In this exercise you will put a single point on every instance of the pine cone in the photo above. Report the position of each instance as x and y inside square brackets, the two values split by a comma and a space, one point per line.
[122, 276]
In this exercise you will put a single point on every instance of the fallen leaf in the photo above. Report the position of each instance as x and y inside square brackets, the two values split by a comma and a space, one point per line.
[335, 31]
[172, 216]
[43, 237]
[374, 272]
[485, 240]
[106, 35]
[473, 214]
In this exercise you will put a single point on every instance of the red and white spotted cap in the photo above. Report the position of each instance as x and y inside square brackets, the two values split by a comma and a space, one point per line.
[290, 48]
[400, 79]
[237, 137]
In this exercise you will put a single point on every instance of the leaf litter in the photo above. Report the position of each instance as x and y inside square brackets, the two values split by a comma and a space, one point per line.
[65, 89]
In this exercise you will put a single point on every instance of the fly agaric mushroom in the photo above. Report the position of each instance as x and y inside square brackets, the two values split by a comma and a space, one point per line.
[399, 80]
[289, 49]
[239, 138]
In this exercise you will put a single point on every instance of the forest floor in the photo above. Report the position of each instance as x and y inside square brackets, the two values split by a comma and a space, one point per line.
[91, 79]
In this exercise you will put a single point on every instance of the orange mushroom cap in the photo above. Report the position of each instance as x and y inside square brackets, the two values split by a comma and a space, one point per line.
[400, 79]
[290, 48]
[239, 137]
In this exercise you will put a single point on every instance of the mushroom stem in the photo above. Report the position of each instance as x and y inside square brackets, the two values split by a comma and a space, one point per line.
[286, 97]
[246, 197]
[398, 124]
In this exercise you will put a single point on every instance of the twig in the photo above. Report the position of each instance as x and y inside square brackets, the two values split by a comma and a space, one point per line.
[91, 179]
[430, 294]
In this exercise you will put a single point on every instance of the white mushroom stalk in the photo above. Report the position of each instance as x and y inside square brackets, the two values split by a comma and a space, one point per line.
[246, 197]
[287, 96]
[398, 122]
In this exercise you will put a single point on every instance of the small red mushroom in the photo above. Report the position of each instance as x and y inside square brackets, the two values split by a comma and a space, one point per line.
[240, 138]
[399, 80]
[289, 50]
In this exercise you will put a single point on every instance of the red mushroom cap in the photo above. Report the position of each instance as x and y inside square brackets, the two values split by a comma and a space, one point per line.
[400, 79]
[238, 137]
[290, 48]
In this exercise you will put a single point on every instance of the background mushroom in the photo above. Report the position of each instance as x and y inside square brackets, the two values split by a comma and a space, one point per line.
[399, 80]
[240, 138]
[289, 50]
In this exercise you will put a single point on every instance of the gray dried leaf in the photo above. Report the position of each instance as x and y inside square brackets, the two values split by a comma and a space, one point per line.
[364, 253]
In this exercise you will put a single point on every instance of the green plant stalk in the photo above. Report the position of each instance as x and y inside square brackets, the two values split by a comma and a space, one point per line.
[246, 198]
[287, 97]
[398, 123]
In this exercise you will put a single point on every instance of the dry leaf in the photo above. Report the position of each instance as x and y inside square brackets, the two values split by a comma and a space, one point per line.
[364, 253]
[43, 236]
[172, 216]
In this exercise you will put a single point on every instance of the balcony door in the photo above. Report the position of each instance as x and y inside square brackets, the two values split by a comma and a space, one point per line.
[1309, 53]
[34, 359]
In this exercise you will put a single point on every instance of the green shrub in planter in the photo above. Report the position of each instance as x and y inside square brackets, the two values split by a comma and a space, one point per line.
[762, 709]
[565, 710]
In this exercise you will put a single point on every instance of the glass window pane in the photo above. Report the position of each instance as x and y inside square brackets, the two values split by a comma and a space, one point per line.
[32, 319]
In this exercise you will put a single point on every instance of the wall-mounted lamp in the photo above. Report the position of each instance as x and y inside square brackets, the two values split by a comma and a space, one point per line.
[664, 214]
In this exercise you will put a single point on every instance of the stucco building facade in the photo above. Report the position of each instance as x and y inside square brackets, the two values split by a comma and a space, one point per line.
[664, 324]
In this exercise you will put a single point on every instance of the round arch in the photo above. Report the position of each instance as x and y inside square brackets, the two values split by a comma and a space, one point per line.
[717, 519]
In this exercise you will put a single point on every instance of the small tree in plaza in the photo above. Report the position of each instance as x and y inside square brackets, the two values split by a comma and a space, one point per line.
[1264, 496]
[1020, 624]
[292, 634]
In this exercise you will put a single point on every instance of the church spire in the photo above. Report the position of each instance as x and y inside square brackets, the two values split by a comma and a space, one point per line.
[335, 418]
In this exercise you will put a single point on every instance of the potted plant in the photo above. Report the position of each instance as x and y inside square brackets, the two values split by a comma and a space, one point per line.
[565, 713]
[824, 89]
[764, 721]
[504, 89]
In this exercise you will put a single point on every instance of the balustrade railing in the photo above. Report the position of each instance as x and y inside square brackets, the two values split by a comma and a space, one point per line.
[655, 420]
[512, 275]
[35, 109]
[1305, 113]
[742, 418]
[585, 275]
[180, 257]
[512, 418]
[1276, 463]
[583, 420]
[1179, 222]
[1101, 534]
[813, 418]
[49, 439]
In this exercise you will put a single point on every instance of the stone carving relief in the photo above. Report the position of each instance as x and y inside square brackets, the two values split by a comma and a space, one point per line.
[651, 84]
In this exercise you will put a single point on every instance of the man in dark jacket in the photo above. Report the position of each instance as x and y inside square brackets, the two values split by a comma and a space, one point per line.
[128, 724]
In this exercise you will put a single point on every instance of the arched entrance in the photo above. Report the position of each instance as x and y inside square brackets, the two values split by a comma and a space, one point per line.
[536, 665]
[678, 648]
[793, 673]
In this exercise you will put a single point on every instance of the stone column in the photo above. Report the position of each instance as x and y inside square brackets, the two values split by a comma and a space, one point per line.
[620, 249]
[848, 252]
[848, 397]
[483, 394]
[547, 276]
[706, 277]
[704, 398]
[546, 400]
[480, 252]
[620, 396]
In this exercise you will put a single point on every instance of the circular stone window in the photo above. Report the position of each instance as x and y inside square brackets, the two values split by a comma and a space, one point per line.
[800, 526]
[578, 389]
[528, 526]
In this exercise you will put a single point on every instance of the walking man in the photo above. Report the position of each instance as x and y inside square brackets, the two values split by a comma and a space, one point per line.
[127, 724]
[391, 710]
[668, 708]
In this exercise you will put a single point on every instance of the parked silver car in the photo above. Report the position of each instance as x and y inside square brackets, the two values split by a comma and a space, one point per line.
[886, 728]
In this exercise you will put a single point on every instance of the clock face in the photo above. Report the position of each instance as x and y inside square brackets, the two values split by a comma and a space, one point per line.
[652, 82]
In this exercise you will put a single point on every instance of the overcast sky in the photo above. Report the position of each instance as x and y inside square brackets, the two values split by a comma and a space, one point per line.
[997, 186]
* * * * * * * * *
Give back all the records exactly as they stand.

▶ Answer to this problem
In this exercise you will put a single point on every instance of the pine cone in the photo above. Report the position of each instance as x and y inside square brackets, the two values split by a comma and a space, one point per line.
[122, 276]
In this exercise you will put a single point on every instance of the fallen leaf in the photo above. Report the position of each instance as x and y inside square brackets, the two values split by a comma and a space, one point per line.
[335, 31]
[172, 216]
[43, 237]
[374, 272]
[485, 240]
[106, 35]
[473, 214]
In this exercise you will put a single point on every instance of the red and white spotted cap in the photo above. Report the position of each instance as x and y inside square brackets, the two values split by a comma and a space, one point per line.
[290, 48]
[400, 79]
[237, 137]
In this exercise you will put a single point on every instance of the leaf litter in the photo above. Report the position of each instance as x and y inside square brackets, the two values split by a comma and a space, one point per line.
[65, 89]
In this exercise you will put a single point on every instance of the fly agaric mushroom in the photo above. Report the position of each instance as x and y inside square brackets, the two values split by a comma and a space, one point per line.
[399, 80]
[289, 49]
[239, 138]
In this exercise you will put a single point on every instance of the forest floor in the photo above. Report the position of each instance as x and y inside square brackets, the two values split by a comma and a space, one point per line.
[91, 79]
In this exercise you will put a single point on every instance of the orange mushroom cap in the photo above. Report the position of each instance as x and y inside square brackets, the two values split by a comma and a space, one point per line.
[400, 79]
[290, 48]
[239, 137]
In this exercise you will put a single point on every instance of the mushroom stem in the photo above. Report the position of each instance as x and y inside square brackets, the two values split by a comma and a space, one point per line.
[286, 97]
[246, 197]
[398, 124]
In this exercise you will put a single point on every instance of the twig in the photo above. Report the position of each instance as x and y inside square brackets, the two values split by a comma and a space, one point per line.
[91, 179]
[430, 294]
In this exercise you will put a single point on every instance of the white mushroom stalk in the photo above. Report the position of each instance as x and y inside square brackets, the two values split by a comma and a space, one point per line.
[246, 197]
[287, 96]
[398, 122]
In this exercise you will put a single point on every instance of the small red mushroom in the photo above. Report the position of each instance as x and y inside square brackets, the two values split by a comma and a space, one point per line.
[240, 138]
[399, 80]
[289, 50]
In this exercise you will put a single point on every instance of the red mushroom cap in the photo above. Report the position of each instance as x and y inside square brackets, the two values split by a comma and a space, one point per line.
[400, 79]
[238, 137]
[290, 48]
In this exercise you will put a single point on every instance of the background mushroom in the photo above. Report the position of each instance as x and y inside square brackets, the two values split by a comma and a space, one point per line.
[399, 80]
[240, 138]
[289, 50]
In this exercise you will put a single point on every instance of the gray dried leaf in the photo above. Report the position of each instance as x and y inside square brackets, the two values split by a comma and a space, one point per line.
[364, 253]
In this exercise you will put a single point on every instance of the green plant stalk in the photo above. Report the position of each instance as x and y inside square brackets, the two values split by a comma and a space, one point per line.
[246, 198]
[287, 97]
[398, 123]
In this exercise you will put a single point on every instance of the dry leaf in the photo above. Report the position of each instance as x and y inside square brackets, the two values split by a comma and a space, one point per line.
[364, 253]
[43, 236]
[172, 216]
In this exercise you will put a single point on every instance of the balcony door in the photo above. Report the position of each instance as x and y inside square brackets, the two values split by a comma and a space, one point per line.
[1309, 53]
[34, 359]
In this exercise you will put a single point on every instance of the green shrub in planter in the photo above. Report the position of each instance as x and y inside square brackets, the two values split by a comma and a space, one point per line.
[762, 709]
[565, 710]
In this exercise you will put a single point on every instance of the glass window pane in the photo above. Report the position of each instance as x and y inside square brackets, the two values split by a comma and a space, one point per line.
[32, 319]
In this exercise you will put a single point on every instance of the wall-mounted lamp in the photo above. Report the position of each instance as x and y inside square brackets, the two values split by a comma and a space, one point per line.
[664, 214]
In this exercise you will put a single point on every instance of the stucco building facade in the photo above. Report the position of each instance as x and y inside square brackets, the two values split by a comma and a space, one point per line.
[664, 324]
In this exercise you will put a single point on every instance of the round arch in the photo above. Report the position of each instance as x and y inside square brackets, the two values split by a comma and a space, one point per line.
[717, 519]
In this exercise you will put a single point on every instance of the small tree in plaza in the photo above. Report the position of each instance as x and y inside square brackets, the two values split by a comma and a space, one point per line.
[1264, 496]
[1020, 624]
[292, 634]
In this exercise you will put a single point on every instance of the church spire in the photo above. Report the position of each instance as x and y inside square brackets, the two values split by a comma and a space, one point per line.
[335, 418]
In this exercise you will put a single point on every instance of the potted plant in the photo above. Report the position of each instance as x and y inside square brackets, the two values split by a comma and a space, one point per line.
[565, 713]
[824, 89]
[764, 721]
[504, 89]
In this exercise you will put a single point on every instance of the balustrade railing in the photo above. Report the position of each instance as x and y inside square brackets, the two values split by a comma and a space, one point per line.
[655, 420]
[512, 275]
[35, 109]
[1305, 113]
[742, 418]
[585, 275]
[180, 257]
[512, 418]
[1276, 463]
[583, 420]
[1179, 222]
[1101, 534]
[813, 418]
[49, 439]
In this exercise you will put a single point on every instance of the stone carving relief in the photo above. Report the position of each instance as x and y inside square brackets, the two values split by a comma and a space, one point per line.
[651, 84]
In this exercise you will put a single point on every instance of the man in dark jacket in the photo above. Report the position of each instance as x and y inside square brackets, the two values split by a comma and a space, one point per line.
[128, 724]
In this exercise you will put a single point on every instance of the arched entrance in the photo above. Report the position of each instance as x and y inside square brackets, the two values split by a comma and a space, one point per line.
[536, 665]
[678, 648]
[793, 673]
In this exercise you will put a single point on every instance of the stone column in the photo above. Report the position of each instance as x and y inside square brackets, the two values split by a comma and a space, one point per line.
[620, 249]
[848, 252]
[848, 397]
[483, 394]
[547, 276]
[706, 277]
[704, 398]
[546, 400]
[480, 252]
[620, 396]
In this exercise you will put a single point on every instance of the circular stone window in the photo above. Report the position of each instance as x and y inside square brackets, the two values split by a comma and a space, one point per line.
[800, 526]
[578, 389]
[528, 526]
In this exercise you will put a single point on every instance of the walking man in the photo above. Report the position of each instance as x and y inside square brackets, the two values split by a comma and a space, one point per line.
[127, 724]
[391, 710]
[668, 708]
In this exercise you will put a single point on every instance of the parked silver car in the photo above. Report the position of each instance as x and y inside square brackets, the two values split by a comma and a space, one point per line.
[886, 728]
In this exercise you will put a single point on every instance of the clock face in the photo above. Report the position of each instance as x and y inside square brackets, the two values split by a comma and a space, one point per line.
[652, 82]
In this exercise you will put a single point on every instance of the overcast sky in the photo above. Report the position of each instance as x and y inside square brackets, the two values split by a comma and a space, one point per line.
[997, 186]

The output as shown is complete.